*What is being asked*.
Where a line holds the word "position", copy that line from the data below.

*Raw data*.
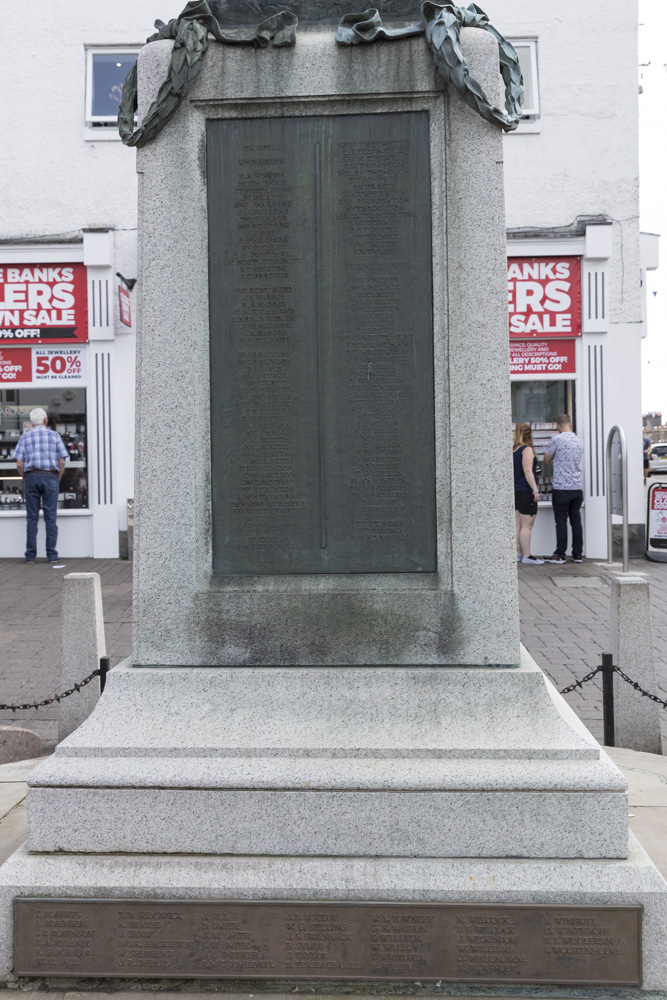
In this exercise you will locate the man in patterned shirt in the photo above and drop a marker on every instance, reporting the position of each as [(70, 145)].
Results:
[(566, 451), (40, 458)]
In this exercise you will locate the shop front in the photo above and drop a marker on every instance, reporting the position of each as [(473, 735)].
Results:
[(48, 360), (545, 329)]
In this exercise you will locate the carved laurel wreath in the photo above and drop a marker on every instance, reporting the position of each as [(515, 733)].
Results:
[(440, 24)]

...

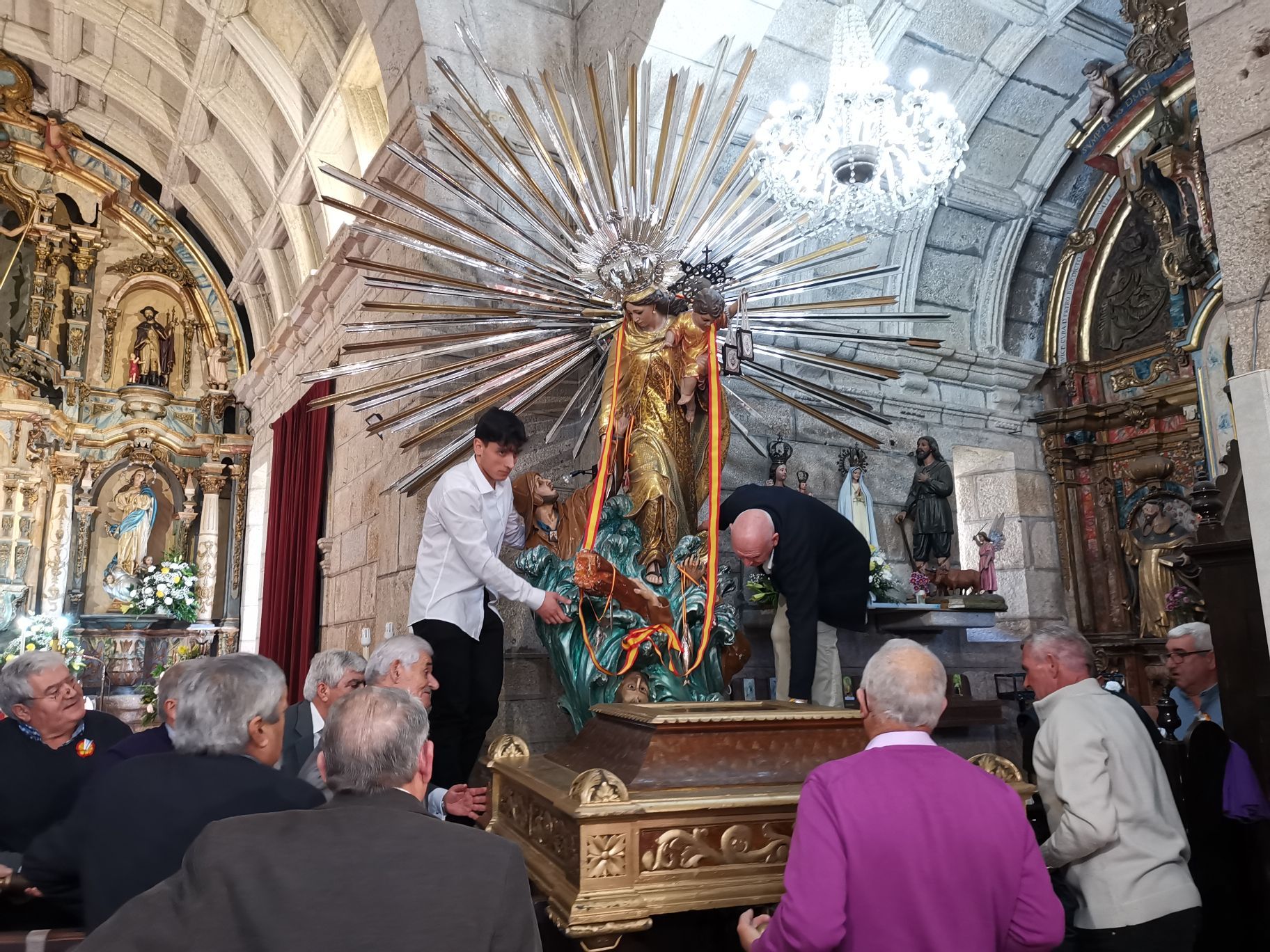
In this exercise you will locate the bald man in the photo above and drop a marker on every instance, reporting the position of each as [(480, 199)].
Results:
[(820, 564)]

*Answer for the task*.
In this exercise you will locate the man in patterned shirt in the photo above and drop a marker on every instance, reporting the position of each as [(70, 145)].
In this exercise you will locate the shop front in the photo above and drop a marker on every instance, reporting the position of each as [(473, 735)].
In this exercise you will locate the carved laurel wreath in the photo above and drop a marker on every instance, reporting the position of each as [(515, 733)].
In this exercise you will locate the bald man in the photo above and drop a marker on every instance, reporting the position of each as [(480, 199)].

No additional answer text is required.